### Short problem
Revise the material from its start through the line containing "184), (240, 188)]", replacing "white interior door" with "white closet door" and leaving everything else unchanged. Omit the pictures from your answer.
----------------------------------------
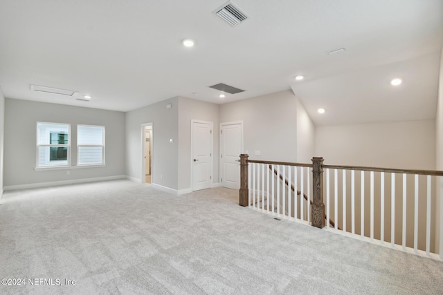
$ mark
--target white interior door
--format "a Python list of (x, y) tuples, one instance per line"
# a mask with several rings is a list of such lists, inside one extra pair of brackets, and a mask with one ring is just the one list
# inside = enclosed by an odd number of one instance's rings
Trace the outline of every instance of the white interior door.
[(212, 182), (213, 122), (192, 122), (192, 191), (208, 189)]
[(240, 154), (243, 149), (243, 123), (220, 124), (220, 184), (240, 188)]
[(145, 138), (145, 172), (147, 175), (151, 175), (151, 130), (146, 127)]

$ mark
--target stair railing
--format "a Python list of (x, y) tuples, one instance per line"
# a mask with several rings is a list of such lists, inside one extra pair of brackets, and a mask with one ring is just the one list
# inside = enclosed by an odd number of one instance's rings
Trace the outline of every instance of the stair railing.
[[(240, 156), (240, 205), (319, 228), (326, 219), (327, 231), (443, 260), (443, 171), (324, 165), (321, 158), (302, 164), (248, 157)], [(303, 207), (305, 200), (309, 202)]]

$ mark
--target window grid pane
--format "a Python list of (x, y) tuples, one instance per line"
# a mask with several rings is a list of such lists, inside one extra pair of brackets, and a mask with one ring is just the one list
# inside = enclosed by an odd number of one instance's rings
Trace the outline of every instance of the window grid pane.
[(78, 164), (105, 164), (105, 127), (78, 125), (77, 127)]
[(103, 146), (78, 146), (78, 164), (95, 164), (103, 162)]
[(37, 122), (37, 166), (69, 165), (70, 125)]

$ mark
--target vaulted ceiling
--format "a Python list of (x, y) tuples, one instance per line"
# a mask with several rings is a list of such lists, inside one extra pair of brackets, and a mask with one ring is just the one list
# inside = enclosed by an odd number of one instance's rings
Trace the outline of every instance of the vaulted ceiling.
[[(248, 17), (235, 27), (213, 13), (224, 0), (0, 0), (0, 87), (9, 98), (122, 111), (292, 88), (316, 124), (435, 117), (443, 1), (233, 2)], [(218, 83), (246, 91), (220, 98), (208, 87)]]

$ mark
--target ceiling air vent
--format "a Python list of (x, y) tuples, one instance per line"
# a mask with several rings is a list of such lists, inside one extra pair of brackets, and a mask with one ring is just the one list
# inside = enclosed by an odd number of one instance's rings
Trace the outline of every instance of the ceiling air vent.
[(231, 1), (216, 9), (214, 13), (233, 27), (248, 19), (248, 16)]
[(244, 91), (244, 90), (237, 88), (235, 87), (230, 86), (229, 85), (224, 84), (223, 83), (219, 83), (218, 84), (209, 86), (210, 88), (219, 90), (220, 91), (226, 92), (226, 93), (235, 94)]
[(72, 90), (55, 88), (53, 87), (40, 86), (38, 85), (30, 86), (30, 90), (33, 91), (42, 92), (45, 93), (60, 94), (61, 95), (72, 96), (74, 97), (78, 94), (78, 91), (74, 91)]

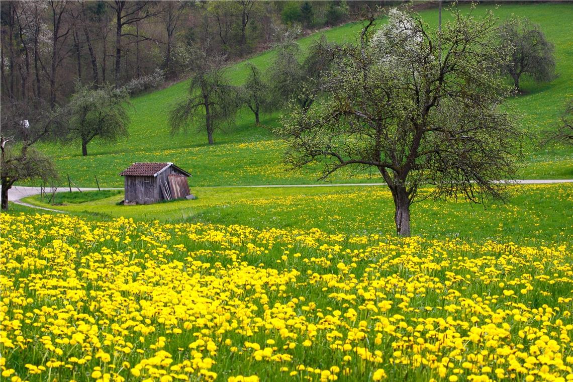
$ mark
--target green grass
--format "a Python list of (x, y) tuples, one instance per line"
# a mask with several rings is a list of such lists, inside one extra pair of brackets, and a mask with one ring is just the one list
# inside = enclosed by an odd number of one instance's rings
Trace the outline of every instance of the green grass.
[[(469, 10), (468, 5), (462, 6)], [(480, 5), (476, 12), (480, 14), (488, 7), (489, 5)], [(520, 123), (524, 130), (539, 135), (554, 128), (566, 99), (573, 96), (573, 36), (565, 31), (566, 26), (573, 19), (573, 5), (504, 3), (494, 11), (501, 19), (512, 13), (529, 18), (541, 25), (547, 38), (555, 44), (559, 77), (550, 83), (540, 84), (524, 79), (522, 82), (526, 93), (510, 100), (522, 116)], [(422, 14), (430, 25), (436, 25), (436, 10), (426, 10)], [(300, 43), (304, 48), (308, 48), (322, 33), (332, 41), (353, 41), (360, 27), (359, 23), (347, 24), (305, 37)], [(231, 65), (228, 74), (233, 83), (240, 84), (246, 76), (247, 62), (265, 69), (272, 64), (275, 54), (273, 50), (268, 51)], [(191, 184), (195, 186), (316, 182), (319, 175), (316, 168), (301, 172), (286, 171), (281, 164), (284, 144), (269, 128), (256, 126), (252, 113), (246, 109), (239, 113), (234, 126), (215, 133), (213, 146), (206, 144), (206, 135), (202, 131), (192, 128), (187, 134), (170, 135), (168, 112), (184, 96), (187, 85), (187, 81), (182, 81), (134, 98), (129, 110), (129, 137), (113, 144), (94, 141), (88, 147), (89, 155), (87, 157), (81, 156), (78, 144), (62, 149), (58, 144), (44, 144), (41, 148), (55, 157), (62, 177), (69, 174), (75, 183), (84, 187), (95, 185), (94, 174), (97, 174), (102, 186), (120, 187), (123, 179), (117, 174), (134, 162), (174, 162), (193, 174)], [(268, 127), (276, 126), (279, 115), (274, 113), (264, 116), (261, 121)], [(571, 146), (558, 144), (541, 147), (528, 143), (525, 149), (519, 177), (573, 178), (573, 148)], [(350, 171), (342, 171), (335, 174), (332, 181), (348, 182), (350, 174)], [(361, 174), (350, 180), (363, 182), (372, 179), (367, 174)]]
[[(104, 190), (103, 191), (84, 191), (83, 192), (56, 192), (52, 199), (50, 203), (52, 205), (65, 205), (69, 203), (77, 204), (86, 202), (98, 200), (100, 199), (106, 199), (120, 194), (123, 194), (123, 191), (120, 190)], [(48, 200), (49, 200), (50, 196), (49, 195), (48, 196)], [(45, 198), (46, 196), (44, 196), (44, 199), (45, 200)]]
[[(326, 232), (393, 234), (394, 206), (385, 186), (202, 188), (195, 200), (117, 206), (117, 195), (59, 206), (74, 214), (164, 222), (240, 224), (263, 229), (318, 228)], [(428, 199), (411, 208), (412, 233), (427, 238), (460, 237), (518, 243), (573, 239), (573, 184), (514, 186), (507, 203), (476, 205)], [(40, 206), (38, 196), (28, 202)]]

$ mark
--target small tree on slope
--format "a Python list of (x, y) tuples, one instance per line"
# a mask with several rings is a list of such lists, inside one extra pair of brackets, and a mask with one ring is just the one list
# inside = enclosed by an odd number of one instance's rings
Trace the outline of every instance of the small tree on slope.
[(190, 122), (205, 119), (207, 140), (213, 144), (215, 129), (235, 120), (239, 107), (237, 89), (225, 74), (224, 57), (209, 57), (204, 52), (195, 50), (191, 52), (189, 62), (189, 94), (170, 114), (171, 133), (186, 131)]
[(511, 56), (503, 65), (504, 70), (511, 77), (518, 92), (521, 91), (519, 80), (523, 74), (531, 76), (537, 82), (556, 77), (554, 47), (539, 25), (516, 16), (499, 27), (499, 35), (502, 46)]
[(88, 144), (97, 137), (113, 142), (128, 136), (129, 117), (125, 111), (127, 92), (111, 85), (94, 90), (89, 85), (79, 86), (67, 109), (68, 128), (64, 139), (81, 141), (81, 153), (88, 155)]
[[(319, 162), (323, 179), (348, 166), (379, 172), (401, 235), (410, 234), (414, 202), (501, 198), (504, 184), (492, 181), (515, 170), (520, 135), (503, 104), (511, 89), (500, 72), (496, 20), (452, 12), (433, 34), (409, 9), (391, 11), (375, 33), (371, 17), (359, 44), (336, 50), (324, 95), (310, 108), (292, 103), (279, 128), (295, 167)], [(425, 185), (435, 187), (421, 197)]]

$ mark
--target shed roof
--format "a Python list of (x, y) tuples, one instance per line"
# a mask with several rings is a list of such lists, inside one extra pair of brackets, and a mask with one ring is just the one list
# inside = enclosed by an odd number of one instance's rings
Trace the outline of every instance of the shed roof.
[(180, 167), (175, 166), (173, 163), (134, 163), (131, 166), (119, 173), (121, 176), (128, 175), (129, 176), (157, 176), (157, 175), (163, 170), (174, 167), (183, 175), (191, 176), (191, 174), (183, 170)]

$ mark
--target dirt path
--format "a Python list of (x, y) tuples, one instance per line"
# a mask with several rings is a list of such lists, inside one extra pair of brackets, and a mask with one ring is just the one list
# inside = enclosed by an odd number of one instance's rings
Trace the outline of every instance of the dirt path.
[[(76, 188), (77, 190), (77, 188)], [(87, 188), (80, 188), (83, 191), (97, 191), (97, 188), (93, 188), (91, 187)], [(100, 190), (123, 190), (123, 188), (100, 188)], [(46, 188), (46, 193), (51, 193), (52, 188), (51, 187)], [(56, 189), (56, 192), (64, 192), (69, 191), (69, 190), (66, 187), (58, 187)], [(76, 191), (77, 192), (77, 191)], [(13, 186), (11, 188), (8, 190), (8, 200), (10, 202), (13, 202), (17, 204), (20, 204), (21, 206), (25, 206), (26, 207), (29, 207), (33, 208), (38, 208), (40, 210), (45, 210), (46, 211), (52, 211), (56, 212), (60, 212), (62, 214), (67, 214), (68, 212), (62, 211), (61, 210), (56, 210), (54, 208), (48, 208), (45, 207), (39, 207), (38, 206), (34, 206), (33, 204), (30, 204), (28, 203), (25, 203), (22, 202), (21, 199), (24, 198), (28, 198), (28, 196), (32, 196), (34, 195), (37, 195), (40, 193), (40, 187), (26, 187), (24, 186)]]

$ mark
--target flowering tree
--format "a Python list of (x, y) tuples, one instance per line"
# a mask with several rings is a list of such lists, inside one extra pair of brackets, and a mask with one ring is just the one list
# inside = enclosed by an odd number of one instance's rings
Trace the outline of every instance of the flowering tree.
[[(321, 164), (323, 178), (345, 166), (379, 172), (391, 191), (397, 232), (410, 234), (411, 204), (423, 198), (502, 198), (519, 148), (516, 120), (504, 104), (511, 89), (496, 43), (496, 19), (462, 15), (430, 31), (406, 8), (357, 44), (335, 49), (311, 107), (292, 103), (279, 132), (294, 167)], [(435, 37), (434, 37), (435, 36)]]

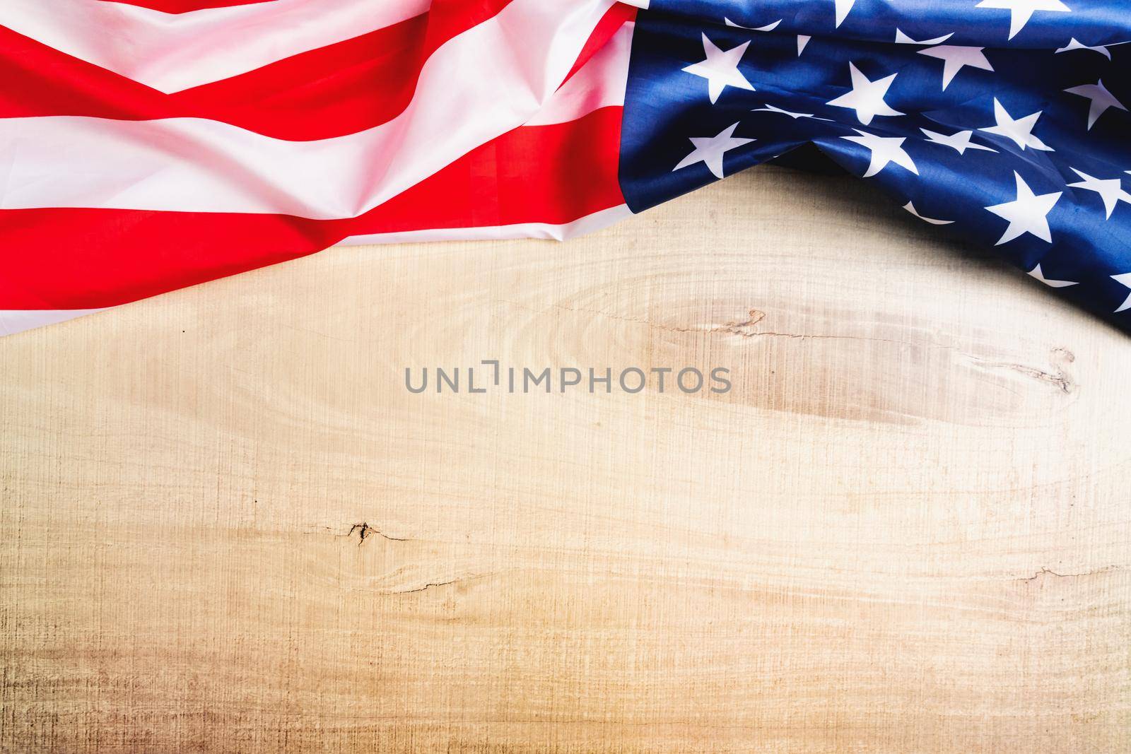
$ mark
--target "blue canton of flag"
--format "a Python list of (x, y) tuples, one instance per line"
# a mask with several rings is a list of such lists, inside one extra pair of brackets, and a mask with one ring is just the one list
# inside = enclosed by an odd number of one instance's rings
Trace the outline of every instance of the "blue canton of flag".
----------------------------------------
### Solution for this problem
$ mark
--target white closet door
--format "a Python list of (x, y) tuples, one instance per line"
# a mask with several rings is a list of such lists, inside one extra pair of brackets, and a mask with one ring is just the one list
# inside = enclosed by an odd number of one instance's rings
Trace the outline of every instance of the white closet door.
[(212, 182), (213, 122), (192, 122), (192, 191), (208, 189)]
[(240, 154), (243, 149), (243, 123), (220, 124), (220, 184), (240, 188)]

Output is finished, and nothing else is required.